> [Try it] Write the data out again, exactly as given.

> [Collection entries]
########
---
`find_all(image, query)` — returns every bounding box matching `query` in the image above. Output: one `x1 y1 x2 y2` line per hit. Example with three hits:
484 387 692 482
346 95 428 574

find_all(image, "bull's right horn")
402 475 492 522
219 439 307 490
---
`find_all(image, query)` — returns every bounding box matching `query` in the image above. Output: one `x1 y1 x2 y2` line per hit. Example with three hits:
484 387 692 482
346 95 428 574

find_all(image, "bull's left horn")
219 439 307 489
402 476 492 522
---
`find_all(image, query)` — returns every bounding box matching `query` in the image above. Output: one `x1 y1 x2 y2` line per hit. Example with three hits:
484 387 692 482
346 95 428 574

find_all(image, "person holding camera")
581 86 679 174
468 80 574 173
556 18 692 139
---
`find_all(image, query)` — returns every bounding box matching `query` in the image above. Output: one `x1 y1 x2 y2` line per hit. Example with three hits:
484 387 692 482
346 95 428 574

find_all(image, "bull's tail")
########
> [Answer to this task]
---
`find_all(image, query)` — returns every bounding box matching `query` in the image above. Output: one `x1 y1 x2 y2` line per hit. Example with three hits:
484 387 692 482
346 95 428 574

find_all(image, "bull's right horn")
402 475 492 522
219 439 307 490
---
`find_all(image, query)` — returns every bounding box matching `query` in the image above. Output: one `x1 y1 x2 y2` line per hit. Example with three hits:
484 387 692 482
346 95 428 574

find_all(image, "bull's left horn")
219 439 307 489
402 476 492 522
---
`find_all(image, query)` — returns every bounding box matching `query` in the image above. Output: one `x1 y1 x2 y2` line per hit. Example with three hits:
484 387 692 482
346 95 428 574

find_all(image, "person holding camera")
581 86 679 174
468 80 574 173
556 18 692 139
---
`find_all(image, query)` — returns every bounding box matching `query` in the image above. Output: one `x1 y1 x2 y2` line per hit. Example with three hits:
484 387 692 482
346 95 428 574

find_all(image, "bull's tail")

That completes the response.